-- Document section follows --

Historic site in Uttarakhand

Gujrugarhi (also known as Gujru Garh or Gujdu Garh) is a historic hill fort site in Pauri Garhwal district, Uttarakhand, India. It is situated in Patti Gujdu of the Nainidanda block, on the Deeba Range, at an elevation of approximately 2,400 metres (7,880 ft).The site is traditionally associated with the 52 Garhs of Garhwal, a group of historic forts that played a role in the defence and administration of the Garhwal region. The remains at Gujrugarhi include stone and earthen defensive structures, historic caves, and a temple, reflecting the site's historical and cultural importance.

==History==
The whole complex was a part of Gujrugarh (Gujru Fort), one of the 52 forts in the entire Garhwal region. The temple is centuries old dating back to the time of Garhwal kingdom and played an important role during Gorkha invasions. The caves are pre-historic and quite possibly were used as shelter by early humans. There are few man-made ditches visible on the way which were possibly used by warriors during Gorkha period. Several battles were fought in the region because of its strategic position and the presence and activity of different clans nearby.

-- Document section concluded --

Exercise 1
Answer these questions from the Gujrugarhi text:
(a) In which district is Gujrugarhi located?
(b) At roughly what elevation does it stand?
(c) During which invasions did the temple play an important role?
Exercise 2
Write a continuation of the Gujrugarhi text, picking up after its final sentence.

-- Source data follows --

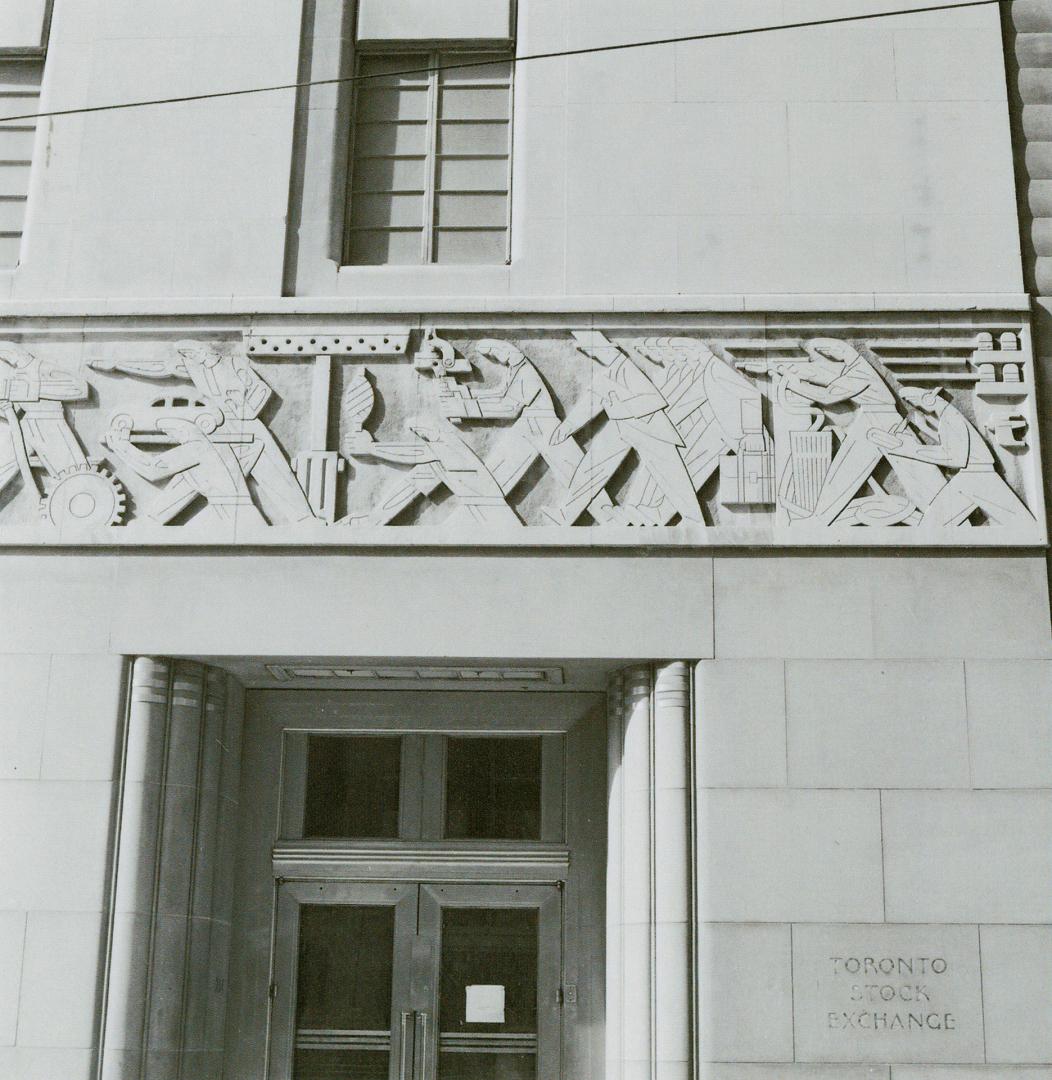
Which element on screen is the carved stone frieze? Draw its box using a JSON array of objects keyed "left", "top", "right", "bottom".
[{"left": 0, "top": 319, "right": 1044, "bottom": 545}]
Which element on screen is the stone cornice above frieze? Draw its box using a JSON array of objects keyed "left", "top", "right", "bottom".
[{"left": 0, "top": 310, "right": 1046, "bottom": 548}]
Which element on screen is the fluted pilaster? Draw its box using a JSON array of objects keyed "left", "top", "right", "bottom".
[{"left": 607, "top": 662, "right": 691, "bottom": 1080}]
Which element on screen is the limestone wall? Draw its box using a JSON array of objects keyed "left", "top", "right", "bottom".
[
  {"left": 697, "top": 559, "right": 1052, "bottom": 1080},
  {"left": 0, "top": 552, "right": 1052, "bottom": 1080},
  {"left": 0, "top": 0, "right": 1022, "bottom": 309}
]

-- Source data concluded --
-- Source data follows --

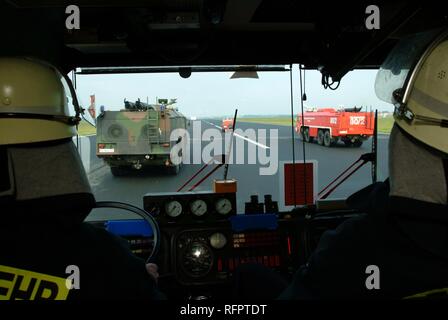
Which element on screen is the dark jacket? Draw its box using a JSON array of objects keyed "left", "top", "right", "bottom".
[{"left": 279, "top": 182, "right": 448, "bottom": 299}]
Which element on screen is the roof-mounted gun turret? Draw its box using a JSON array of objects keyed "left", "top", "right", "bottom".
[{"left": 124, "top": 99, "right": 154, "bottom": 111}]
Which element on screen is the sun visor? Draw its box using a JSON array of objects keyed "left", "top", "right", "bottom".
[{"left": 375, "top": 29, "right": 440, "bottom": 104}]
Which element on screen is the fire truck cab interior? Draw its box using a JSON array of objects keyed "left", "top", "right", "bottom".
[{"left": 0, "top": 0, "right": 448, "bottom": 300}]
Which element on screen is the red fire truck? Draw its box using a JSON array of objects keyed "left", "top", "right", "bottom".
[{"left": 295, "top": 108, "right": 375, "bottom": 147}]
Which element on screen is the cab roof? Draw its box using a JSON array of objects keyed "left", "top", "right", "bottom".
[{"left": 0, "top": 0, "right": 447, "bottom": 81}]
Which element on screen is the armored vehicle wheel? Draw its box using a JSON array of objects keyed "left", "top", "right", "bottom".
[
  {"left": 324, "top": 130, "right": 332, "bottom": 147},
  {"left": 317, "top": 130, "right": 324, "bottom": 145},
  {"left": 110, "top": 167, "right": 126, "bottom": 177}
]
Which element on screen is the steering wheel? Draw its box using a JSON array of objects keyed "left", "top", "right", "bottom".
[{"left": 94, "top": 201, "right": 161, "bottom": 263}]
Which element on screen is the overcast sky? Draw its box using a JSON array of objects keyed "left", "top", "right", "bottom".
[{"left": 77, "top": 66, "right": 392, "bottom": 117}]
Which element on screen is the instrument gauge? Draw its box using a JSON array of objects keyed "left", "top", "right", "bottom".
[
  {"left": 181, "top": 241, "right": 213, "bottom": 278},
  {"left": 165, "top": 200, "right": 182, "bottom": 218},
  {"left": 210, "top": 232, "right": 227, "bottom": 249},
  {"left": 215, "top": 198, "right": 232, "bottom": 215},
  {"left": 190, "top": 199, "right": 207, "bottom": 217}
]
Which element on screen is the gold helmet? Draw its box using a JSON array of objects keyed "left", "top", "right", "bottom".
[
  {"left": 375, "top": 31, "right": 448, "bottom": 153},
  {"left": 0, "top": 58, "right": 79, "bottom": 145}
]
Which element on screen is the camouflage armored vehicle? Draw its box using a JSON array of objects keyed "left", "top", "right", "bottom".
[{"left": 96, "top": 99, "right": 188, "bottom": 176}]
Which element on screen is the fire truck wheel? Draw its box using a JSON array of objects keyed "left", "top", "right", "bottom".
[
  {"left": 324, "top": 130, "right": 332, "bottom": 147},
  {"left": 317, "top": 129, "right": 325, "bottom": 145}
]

-- Source data concluded --

Response 1
(a) Pauri Garhwal district, Uttarakhand
(b) About 2,400 metres (7,880 ft)
(c) The Gorkha invasions

Response 2
==Geography==
The temple and caves are on an almost flat hilltop at the extreme eastern end of Diba Danda at an average altitude of 2400 metres, highest point in Patti of 'Gujdu. It is surrounded by dense mixed broad leaf forests consisting of Oaks, Rhododendrons and other local species. The ridge offers a good and expansive view of Himalayan ranges. From Yamunotri peaks in North-west Garhwal to Trisul range in eastern Garhwal along with several other smaller peaks of Kumaon and Nepal in further east are visible. Several small freshwater streams are formed in the deep interiors of the forest and flow down to meet larger creeks and brooks which ultimately merge into Ramganga (West) river. There is an ancient well on the hilltop which is quite strange and rare for a Himalayan location. There is still water in it but apparently not potable due to presence of dead animals in it.

===Climate===
Gujrugarhi experiences a Subtropical highland climate just like other Himalayan and Sub-Himalayan regions. Due to its high altitude it was used as an observation point by Garhwali Chieftains. It has a pleasant climate in Summers. Monsoon brings heavy rains and with it comes lush greenery. It gets very cold in winters, snowfall is common. The region receives bright sunshine during winter since the skies are crystal clear in winter.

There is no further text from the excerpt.